--- BEGIN ---

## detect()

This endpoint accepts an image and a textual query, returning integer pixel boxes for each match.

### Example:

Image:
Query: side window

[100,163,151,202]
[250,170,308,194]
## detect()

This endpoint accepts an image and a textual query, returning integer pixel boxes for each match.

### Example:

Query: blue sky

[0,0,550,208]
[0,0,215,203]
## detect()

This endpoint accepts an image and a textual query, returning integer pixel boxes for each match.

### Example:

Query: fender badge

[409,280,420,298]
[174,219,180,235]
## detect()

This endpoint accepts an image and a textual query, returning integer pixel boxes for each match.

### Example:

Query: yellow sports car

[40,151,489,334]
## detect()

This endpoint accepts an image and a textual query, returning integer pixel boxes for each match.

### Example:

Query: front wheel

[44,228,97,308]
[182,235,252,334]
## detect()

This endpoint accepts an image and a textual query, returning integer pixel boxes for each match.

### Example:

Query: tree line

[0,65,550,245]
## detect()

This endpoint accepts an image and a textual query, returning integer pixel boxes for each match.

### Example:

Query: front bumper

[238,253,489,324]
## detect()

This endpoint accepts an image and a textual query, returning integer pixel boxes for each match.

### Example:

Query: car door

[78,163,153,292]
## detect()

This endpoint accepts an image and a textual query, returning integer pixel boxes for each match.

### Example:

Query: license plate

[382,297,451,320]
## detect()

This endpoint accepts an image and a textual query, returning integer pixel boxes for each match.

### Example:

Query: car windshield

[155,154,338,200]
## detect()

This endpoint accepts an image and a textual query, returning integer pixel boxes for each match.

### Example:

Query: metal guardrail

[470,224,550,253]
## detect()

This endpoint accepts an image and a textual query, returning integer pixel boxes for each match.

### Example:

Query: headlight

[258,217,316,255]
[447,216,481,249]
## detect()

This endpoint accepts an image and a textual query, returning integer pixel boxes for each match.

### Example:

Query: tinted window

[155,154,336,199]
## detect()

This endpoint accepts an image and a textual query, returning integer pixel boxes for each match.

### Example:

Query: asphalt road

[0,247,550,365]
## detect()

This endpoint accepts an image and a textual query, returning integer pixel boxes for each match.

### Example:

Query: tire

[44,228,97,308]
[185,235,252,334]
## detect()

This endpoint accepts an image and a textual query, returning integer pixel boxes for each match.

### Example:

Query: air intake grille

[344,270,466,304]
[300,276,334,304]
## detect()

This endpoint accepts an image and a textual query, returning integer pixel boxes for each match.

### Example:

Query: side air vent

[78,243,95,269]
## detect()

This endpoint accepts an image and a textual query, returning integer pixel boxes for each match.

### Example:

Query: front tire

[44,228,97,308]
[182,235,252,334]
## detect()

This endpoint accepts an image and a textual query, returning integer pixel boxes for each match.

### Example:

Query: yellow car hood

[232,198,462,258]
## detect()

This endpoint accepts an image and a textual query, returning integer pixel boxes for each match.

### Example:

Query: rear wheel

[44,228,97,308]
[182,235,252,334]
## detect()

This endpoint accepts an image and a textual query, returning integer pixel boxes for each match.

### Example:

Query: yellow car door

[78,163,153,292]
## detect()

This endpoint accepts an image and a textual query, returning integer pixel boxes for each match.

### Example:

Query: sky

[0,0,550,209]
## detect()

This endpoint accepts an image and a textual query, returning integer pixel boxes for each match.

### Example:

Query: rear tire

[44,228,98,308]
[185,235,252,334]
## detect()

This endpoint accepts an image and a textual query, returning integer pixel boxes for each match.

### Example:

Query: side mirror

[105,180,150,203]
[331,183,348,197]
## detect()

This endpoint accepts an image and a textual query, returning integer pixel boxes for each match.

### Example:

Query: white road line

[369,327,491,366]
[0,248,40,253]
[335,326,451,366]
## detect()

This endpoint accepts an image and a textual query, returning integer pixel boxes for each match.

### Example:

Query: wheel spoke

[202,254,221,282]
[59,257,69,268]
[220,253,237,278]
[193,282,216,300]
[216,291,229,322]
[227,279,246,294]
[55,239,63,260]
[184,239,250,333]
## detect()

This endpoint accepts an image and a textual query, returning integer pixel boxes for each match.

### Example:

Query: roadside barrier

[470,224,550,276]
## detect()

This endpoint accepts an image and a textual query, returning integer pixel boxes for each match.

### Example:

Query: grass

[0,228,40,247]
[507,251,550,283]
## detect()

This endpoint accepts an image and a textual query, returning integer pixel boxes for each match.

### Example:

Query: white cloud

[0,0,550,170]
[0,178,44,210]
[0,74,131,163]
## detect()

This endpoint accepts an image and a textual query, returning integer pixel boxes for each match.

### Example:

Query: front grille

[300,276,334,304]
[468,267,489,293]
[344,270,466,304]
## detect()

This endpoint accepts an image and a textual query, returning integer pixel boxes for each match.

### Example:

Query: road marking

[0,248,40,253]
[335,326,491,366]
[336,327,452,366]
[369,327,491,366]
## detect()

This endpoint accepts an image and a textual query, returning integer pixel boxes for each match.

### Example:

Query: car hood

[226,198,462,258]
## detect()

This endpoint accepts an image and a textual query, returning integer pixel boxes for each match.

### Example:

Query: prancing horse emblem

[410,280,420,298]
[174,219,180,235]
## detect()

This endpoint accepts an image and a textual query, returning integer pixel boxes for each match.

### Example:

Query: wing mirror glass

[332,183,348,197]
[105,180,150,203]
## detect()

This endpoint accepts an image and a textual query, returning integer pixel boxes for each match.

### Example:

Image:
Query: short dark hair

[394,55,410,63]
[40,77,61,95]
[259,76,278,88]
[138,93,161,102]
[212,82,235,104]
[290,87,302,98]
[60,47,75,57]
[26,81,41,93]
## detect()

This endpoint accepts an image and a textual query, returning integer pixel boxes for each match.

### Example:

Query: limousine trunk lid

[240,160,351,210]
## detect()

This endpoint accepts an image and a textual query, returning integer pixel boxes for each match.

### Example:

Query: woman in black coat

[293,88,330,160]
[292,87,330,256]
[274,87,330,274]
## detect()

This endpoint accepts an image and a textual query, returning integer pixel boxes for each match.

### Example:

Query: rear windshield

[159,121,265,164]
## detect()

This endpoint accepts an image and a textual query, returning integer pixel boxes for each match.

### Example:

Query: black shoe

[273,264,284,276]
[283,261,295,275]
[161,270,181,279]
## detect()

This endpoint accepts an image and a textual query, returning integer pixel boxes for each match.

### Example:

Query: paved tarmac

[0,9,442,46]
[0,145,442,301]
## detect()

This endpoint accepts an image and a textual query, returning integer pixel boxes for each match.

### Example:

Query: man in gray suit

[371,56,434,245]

--- END ---

What the exercise asks
Return each line of the records that contains the string "window", matching case exactly.

Task output
Query: side window
Query: tinted window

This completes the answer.